[DATASET ENTRIES]
---------------
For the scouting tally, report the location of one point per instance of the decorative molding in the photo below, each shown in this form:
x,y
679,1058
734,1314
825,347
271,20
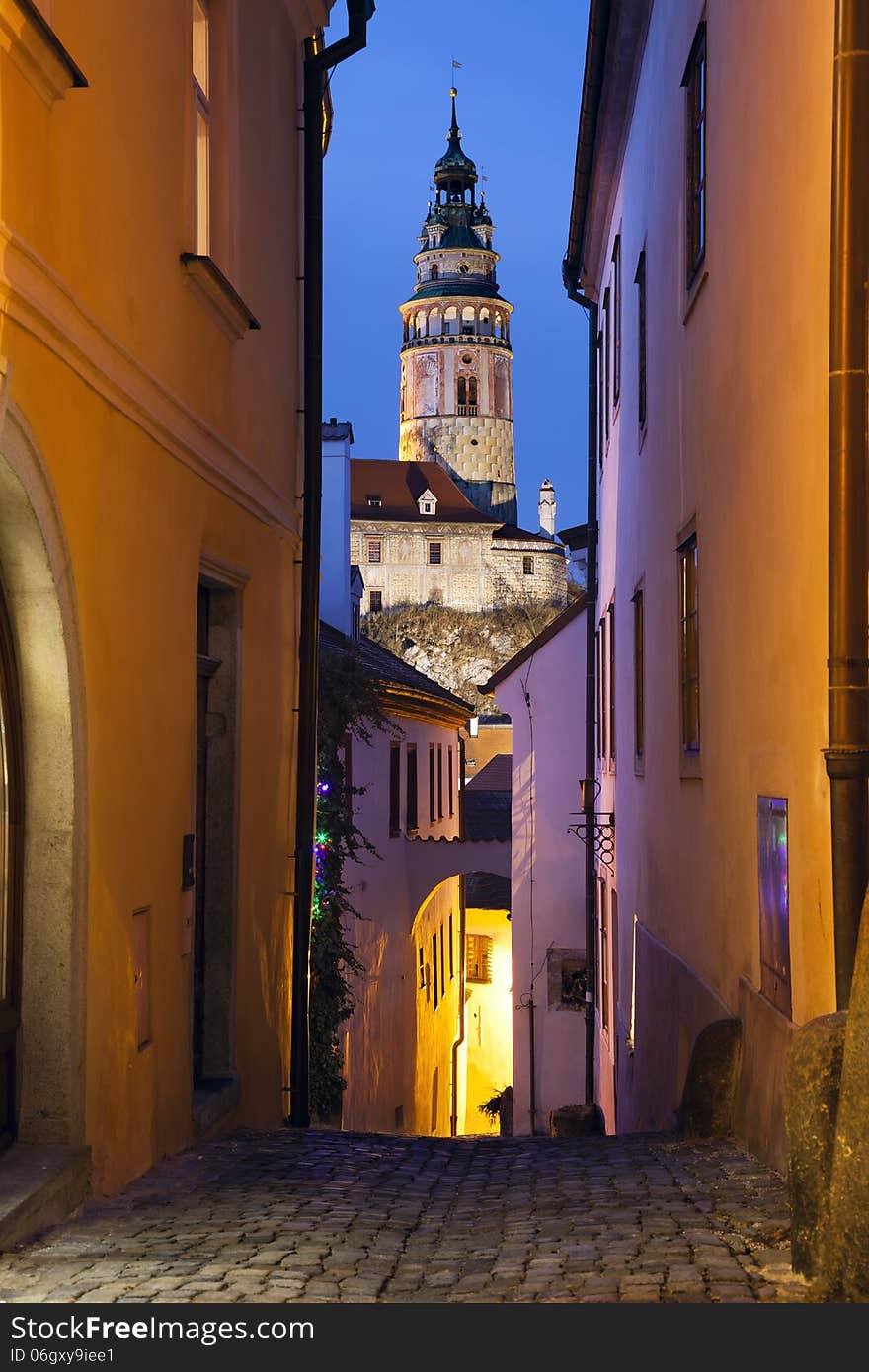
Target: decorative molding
---------------
[DIRECTIONS] Reproduce every line above as written, skipping pictures.

[RESPONSE BELOW]
For the scouting tally, report the location of one point per instance of the decorative molding in the photo below, each shown in this form:
x,y
679,1058
734,1314
825,347
271,20
Target: decorative molding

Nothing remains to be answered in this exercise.